# [WORK TO DO]
**a.** Reproduce the article on the Cybersecurity and Internet Freedom Act from "Under CIFA, if" to "their unwanted content.", switching every "President" to "Chief Executive".
**b.** According to the article on the Cybersecurity and Internet Freedom Act, which senators introduced the bill?

>> Begin EXTRACTED TEXT

Follow @taxnomor

Pages

Monday, May 02, 2011

The Cybersecurity and Internet Freedom Act (CIFA)

THE CYBERSECURITY AND INTERNET FREEDOM ACT

By Attorney Jonathan Emord
Author of "The Rise of Tyranny" and
"Global Censorship of Health Information"
May 2, 2011
NewsWithViews.com

An Enemy of Liberty

In February of this year Senators Joe Lieberman, Susan Collins, and Tom Carper introduced the Cybsersecurity and Internet Freedom Act (CIFA). CIFA permits the federal government to limit internet traffic when the President declares a national cyber emergency. The measure also calls for the Department of Homeland Security to create a list of the systems and resources that are deemed “critical infrastructure” that would be directed in unspecified ways by the government in the event of a cyber emergency. Largely free of government control, the internet has rapidly become the greatest interactive medium for free speech and press that the world has ever known. By sponsoring this bill, Lieberman, Collins and Carper seek to give the President control over that medium at his discretion during times of an actual or perceived cyber emergency. The First Amendment forbids that action. CIFA is patently unconstitutional. We should strenuously oppose the bill.

Under CIFA, if the President declares a national cyber emergency, he may limit public access to the internet for thirty day periods renewable thereafter for three consecutive thirty day periods. That 120 period, when broken by a matter of days, could be recommenced again. By controlling access, the President may alter what is said and who may speak. Thus, the bill enables the President to exercise the controls that can deny internet access to unwanted speakers based on their unwanted content.

If CIFA had an analog counterpart, it would be a statute to permit the President to limit during a perceived or actual emergency who may write for, and the number of pages that can appear in, newspapers nationwide. There is no emergency too great to justify the exercise of that unconstitutional power whereby government replaces private editorial freedom, whether that replacement lasts for a minute, an hour, a week, a month, or a year. The media is liberated from government restraint by our Constitution. So liberated, it can perform an essential function of critically examining government men and measures insulated from their retaliation by the First Amendment barrier. When operating properly, the media is an investigatory body that ferrets out government corruption, exposes abuses of power, reveals hidden agendas, and informs the electorate so that we may demand that government account for its actions and throw out of power those who disserve our interests.

CIFA is Big Brother’s best friend and those who favor it do so because they share none of the Founding Fathers’ antipathy for and fear of government, corruption and abuse of power. Undoubtedly the internet, like all media and private property in general, can be illegally converted to serve evil ends, but the proper role of government is to investigate and prosecute those who commit the unlawful conversion, not use the fact of the illegality as a justification for an even greater conversion—the transference of control over the internet to the executive branch of the government.

>> End EXTRACTED TEXT
>> Begin INFORMATION SHOWN

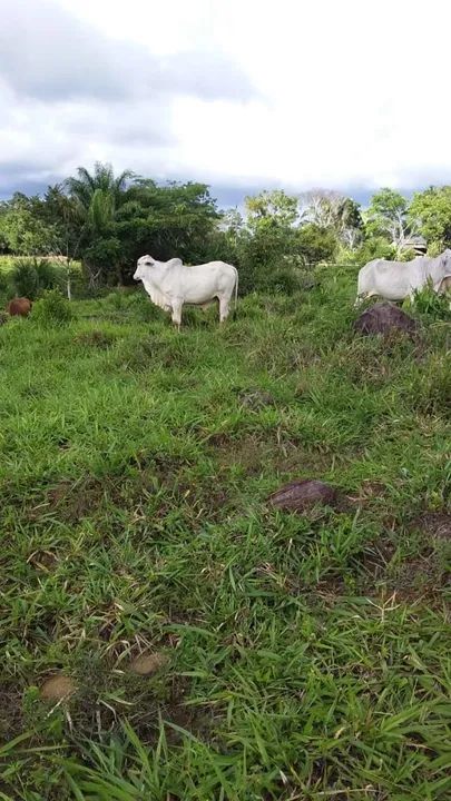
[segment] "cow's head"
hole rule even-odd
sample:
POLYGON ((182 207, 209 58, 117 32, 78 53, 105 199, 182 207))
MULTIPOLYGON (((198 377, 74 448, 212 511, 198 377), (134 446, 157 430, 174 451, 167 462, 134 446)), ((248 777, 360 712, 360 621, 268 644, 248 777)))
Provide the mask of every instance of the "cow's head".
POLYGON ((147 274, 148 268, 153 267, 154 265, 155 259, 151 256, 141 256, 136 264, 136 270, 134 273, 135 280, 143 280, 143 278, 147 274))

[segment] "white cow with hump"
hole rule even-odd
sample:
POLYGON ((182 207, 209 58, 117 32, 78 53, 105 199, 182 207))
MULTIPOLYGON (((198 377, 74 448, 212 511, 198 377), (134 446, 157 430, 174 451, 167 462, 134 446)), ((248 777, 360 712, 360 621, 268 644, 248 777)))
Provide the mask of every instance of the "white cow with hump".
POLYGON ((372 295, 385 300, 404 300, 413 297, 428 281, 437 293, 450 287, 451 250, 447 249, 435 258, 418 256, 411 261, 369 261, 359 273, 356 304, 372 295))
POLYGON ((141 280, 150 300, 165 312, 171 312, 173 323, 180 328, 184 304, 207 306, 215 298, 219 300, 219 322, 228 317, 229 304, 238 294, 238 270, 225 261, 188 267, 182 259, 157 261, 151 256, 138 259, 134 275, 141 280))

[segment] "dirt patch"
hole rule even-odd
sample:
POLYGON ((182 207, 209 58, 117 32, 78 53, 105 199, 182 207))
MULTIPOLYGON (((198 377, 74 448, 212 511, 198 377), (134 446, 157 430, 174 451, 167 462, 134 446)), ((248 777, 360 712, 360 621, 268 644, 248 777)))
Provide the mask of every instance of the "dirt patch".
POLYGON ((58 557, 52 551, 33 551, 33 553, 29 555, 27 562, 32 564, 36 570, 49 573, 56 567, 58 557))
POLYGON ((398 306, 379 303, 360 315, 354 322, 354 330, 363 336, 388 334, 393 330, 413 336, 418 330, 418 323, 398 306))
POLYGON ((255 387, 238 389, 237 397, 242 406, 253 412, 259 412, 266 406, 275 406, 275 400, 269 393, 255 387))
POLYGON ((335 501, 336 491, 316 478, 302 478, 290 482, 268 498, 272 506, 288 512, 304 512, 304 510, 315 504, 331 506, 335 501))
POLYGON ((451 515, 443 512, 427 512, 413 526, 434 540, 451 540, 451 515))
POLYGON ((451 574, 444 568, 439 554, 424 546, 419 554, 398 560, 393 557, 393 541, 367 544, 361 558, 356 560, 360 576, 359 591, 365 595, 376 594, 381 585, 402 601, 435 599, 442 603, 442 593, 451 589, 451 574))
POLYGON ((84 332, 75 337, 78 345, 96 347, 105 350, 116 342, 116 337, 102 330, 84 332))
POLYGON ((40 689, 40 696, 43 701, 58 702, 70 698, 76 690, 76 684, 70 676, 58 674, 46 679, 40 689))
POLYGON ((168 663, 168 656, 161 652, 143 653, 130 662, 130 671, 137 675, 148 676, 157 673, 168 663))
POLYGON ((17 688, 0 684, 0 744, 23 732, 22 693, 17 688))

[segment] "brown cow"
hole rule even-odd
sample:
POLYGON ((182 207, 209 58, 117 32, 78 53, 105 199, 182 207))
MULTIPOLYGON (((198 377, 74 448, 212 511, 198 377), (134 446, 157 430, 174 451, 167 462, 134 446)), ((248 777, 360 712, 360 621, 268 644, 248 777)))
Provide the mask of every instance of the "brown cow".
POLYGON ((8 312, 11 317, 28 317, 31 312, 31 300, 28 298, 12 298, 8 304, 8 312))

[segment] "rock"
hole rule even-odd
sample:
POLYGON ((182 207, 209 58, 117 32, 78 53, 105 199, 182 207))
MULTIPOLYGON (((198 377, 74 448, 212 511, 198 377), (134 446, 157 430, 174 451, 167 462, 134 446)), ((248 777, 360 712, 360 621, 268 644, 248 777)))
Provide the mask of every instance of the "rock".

>> End INFORMATION SHOWN

# [ANSWERS PER TASK]
**a.**
Under CIFA, if the Chief Executive declares a national cyber emergency, he may limit public access to the internet for thirty day periods renewable thereafter for three consecutive thirty day periods. That 120 period, when broken by a matter of days, could be recommenced again. By controlling access, the Chief Executive may alter what is said and who may speak. Thus, the bill enables the Chief Executive to exercise the controls that can deny internet access to unwanted speakers based on their unwanted content.

**b.** Joe Lieberman, Susan Collins, and Tom Carper